In the discussion on trainer mats below, how much does each horse stall mat weigh, according to the reply that recommends them?

* **Quoted text**
§
# Trainer mat recommendations



## SNS1938 (Aug 9, 2013)

Okay, so I have a set of Tacx Galaxia rollers, and will likely switch to a wheel off trainer at some point. I want to put a mat down under my rollers, and I'm trying to decide between a few. Help wanted.

My concerns are that I want a rather dense mat, not a foam sleeping pad type mat. Something that won't fall apart or damage from the rollers being on it etc. I.e. not a yoga mat. I'm looking to stop the rollers moving sideways on the concrete floor, something co catch the sweat, something to absorb noise etc.

I think I really want a Wahoo/Tacx without the branding on it and for half the price

Help.

1) Wahoo $65









2) Tacx $65









3) Other trainer brand?









4) Generic fitness mat?


----------



## Peter P. (Dec 30, 2006)

Kurt Kinetic.

I've had rug runners made by the local carpet seller, from commercial scrap carpet. They cut to size and stitch an edging around the entire piece. It's more expensive than a trainer mat but it's definitely heavy duty.


----------



## Srode (Aug 19, 2012)

I bought a generic no brand 1 for 1/2 the price of a name brand, works fine. Like this

https://smile.amazon.com/ProSource-Discounts-Density-Protector-Treadmill/dp/B00GNLKZ28/ref=sr_1_7?ie=UTF8&qid=1478247644&sr=8-7&keywords=trainer+mat


----------



## acg (Feb 13, 2011)

Go to the hardware store and get the anti-fatigue mats. This is what I have for my set up:

https://www.homedepot.ca/en/home/search.html?q=fatigue mat#!q=fatigue mat


----------



## DesnaePhoto (Jun 11, 2009)

If you are near a Rural King or a Tractor Supply, go get a horse stall mat. 4x6 at over 1/2" thick for about $40. Will outlast your great-grandkids. I have a series of these in my workout area for covering the entire floor. Disadvantage? they each weigh 100 lbs.


----------



## spade2you (May 12, 2009)

Old junk towels.


----------



## SNS1938 (Aug 9, 2013)

DesnaePhoto said:


> If you are near a Rural King or a Tractor Supply, go get a horse stall mat. 4x6 at over 1/2" thick for about $40. Will outlast your great-grandkids. I have a series of these in my workout area for covering the entire floor. Disadvantage? they each weigh 100 lbs.


Thanks, this sounds interesting, as next to my trainer area, I have maybe four or five feet more of space for stretching. I have some yoga mats down there, but they're not tick enough on the concrete floor.
§
* **Supplied data**
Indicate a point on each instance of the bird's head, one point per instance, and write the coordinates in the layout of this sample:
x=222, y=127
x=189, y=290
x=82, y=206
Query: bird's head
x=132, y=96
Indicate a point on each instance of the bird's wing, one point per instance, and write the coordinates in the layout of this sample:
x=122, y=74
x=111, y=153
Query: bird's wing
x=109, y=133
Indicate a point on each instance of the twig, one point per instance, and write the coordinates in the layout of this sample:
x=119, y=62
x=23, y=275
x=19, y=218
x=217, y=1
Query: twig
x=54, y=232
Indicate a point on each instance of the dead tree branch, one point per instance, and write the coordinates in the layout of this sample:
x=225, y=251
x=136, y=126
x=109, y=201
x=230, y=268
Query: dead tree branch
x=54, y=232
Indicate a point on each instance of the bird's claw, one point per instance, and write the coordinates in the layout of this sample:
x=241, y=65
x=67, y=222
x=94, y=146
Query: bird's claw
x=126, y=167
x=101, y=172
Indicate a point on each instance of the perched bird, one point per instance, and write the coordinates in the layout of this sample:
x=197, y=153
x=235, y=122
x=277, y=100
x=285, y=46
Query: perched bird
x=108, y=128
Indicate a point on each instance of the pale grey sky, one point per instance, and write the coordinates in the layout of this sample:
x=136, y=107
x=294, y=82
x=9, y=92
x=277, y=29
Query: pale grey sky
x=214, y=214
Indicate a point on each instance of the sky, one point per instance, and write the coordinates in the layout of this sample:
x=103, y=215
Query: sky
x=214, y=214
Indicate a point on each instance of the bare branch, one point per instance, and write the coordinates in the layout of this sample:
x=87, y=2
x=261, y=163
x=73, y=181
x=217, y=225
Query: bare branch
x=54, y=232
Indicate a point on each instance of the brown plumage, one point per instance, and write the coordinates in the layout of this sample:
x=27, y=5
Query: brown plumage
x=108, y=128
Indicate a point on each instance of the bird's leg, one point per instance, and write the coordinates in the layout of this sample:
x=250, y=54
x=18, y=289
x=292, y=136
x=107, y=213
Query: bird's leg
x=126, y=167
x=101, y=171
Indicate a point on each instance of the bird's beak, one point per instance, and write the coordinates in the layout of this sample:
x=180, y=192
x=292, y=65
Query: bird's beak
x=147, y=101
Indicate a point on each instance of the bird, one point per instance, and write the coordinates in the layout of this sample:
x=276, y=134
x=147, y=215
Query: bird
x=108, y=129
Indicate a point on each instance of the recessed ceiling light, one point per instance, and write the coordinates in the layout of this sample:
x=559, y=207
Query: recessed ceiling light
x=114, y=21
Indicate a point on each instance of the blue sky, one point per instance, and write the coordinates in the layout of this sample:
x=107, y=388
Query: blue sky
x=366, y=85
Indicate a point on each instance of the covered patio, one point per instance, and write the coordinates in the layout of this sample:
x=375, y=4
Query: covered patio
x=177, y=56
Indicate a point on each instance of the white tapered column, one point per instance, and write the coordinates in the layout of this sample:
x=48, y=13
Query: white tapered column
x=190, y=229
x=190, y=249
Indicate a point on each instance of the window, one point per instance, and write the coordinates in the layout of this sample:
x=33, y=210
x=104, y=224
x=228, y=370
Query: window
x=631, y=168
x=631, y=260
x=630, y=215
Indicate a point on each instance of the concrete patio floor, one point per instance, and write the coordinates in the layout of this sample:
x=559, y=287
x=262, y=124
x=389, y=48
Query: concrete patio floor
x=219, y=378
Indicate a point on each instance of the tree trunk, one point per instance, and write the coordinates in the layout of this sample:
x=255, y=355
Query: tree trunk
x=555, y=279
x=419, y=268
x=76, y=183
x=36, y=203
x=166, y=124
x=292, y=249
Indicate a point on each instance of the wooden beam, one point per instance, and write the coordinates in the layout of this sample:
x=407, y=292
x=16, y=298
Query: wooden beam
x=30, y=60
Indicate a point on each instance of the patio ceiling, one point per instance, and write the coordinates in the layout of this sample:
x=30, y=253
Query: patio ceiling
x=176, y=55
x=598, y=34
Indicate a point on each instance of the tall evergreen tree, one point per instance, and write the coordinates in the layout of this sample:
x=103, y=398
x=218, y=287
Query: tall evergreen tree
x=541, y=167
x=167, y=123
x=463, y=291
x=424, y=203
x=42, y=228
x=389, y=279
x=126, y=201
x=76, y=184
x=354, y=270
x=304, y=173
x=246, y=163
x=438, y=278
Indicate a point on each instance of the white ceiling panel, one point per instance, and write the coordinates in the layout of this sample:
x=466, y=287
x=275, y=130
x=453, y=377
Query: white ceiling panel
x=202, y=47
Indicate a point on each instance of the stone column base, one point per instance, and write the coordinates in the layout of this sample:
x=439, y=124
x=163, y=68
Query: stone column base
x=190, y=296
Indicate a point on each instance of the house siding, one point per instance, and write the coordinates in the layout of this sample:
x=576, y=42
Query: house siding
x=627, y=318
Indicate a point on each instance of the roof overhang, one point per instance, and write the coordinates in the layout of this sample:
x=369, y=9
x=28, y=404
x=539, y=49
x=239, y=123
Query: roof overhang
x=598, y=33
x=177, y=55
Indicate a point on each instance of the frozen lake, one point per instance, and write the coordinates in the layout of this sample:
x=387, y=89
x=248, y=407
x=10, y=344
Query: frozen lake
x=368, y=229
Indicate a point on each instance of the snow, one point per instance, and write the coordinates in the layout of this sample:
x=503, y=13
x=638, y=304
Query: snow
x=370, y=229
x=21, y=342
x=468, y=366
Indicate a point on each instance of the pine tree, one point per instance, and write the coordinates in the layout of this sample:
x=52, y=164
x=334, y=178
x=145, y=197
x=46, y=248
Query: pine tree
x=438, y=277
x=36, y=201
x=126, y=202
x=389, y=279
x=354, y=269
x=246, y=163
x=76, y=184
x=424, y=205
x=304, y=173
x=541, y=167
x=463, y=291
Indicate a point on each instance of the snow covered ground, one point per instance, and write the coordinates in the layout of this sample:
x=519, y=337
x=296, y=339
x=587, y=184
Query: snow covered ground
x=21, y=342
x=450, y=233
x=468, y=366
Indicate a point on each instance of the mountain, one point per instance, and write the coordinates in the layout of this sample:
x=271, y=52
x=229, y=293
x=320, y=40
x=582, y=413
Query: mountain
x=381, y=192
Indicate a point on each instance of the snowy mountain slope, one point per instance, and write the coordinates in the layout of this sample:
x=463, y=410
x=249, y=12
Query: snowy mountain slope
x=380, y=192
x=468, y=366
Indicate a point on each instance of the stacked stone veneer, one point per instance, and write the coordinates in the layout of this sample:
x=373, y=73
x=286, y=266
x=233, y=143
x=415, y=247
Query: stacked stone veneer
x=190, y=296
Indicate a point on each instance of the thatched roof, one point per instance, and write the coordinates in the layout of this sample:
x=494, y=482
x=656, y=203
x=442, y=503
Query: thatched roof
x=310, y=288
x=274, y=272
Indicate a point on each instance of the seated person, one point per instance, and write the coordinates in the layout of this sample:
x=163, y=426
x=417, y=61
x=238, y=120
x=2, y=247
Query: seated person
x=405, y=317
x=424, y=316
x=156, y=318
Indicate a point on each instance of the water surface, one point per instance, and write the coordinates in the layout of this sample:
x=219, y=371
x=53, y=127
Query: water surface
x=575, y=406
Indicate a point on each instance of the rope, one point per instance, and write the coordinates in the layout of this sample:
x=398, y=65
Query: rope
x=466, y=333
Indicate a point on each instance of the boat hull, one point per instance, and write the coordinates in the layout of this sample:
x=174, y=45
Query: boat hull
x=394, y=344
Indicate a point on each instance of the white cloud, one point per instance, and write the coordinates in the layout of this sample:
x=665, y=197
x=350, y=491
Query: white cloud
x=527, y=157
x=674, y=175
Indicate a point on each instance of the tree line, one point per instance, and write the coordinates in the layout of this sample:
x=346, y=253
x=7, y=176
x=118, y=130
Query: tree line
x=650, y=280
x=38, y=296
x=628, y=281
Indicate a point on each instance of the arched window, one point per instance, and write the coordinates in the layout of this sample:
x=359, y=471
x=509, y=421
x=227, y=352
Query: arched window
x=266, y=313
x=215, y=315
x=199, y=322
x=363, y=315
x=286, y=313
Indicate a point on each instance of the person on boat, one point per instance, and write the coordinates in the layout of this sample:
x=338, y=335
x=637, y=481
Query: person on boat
§
* **Task response**
About 100 lbs each.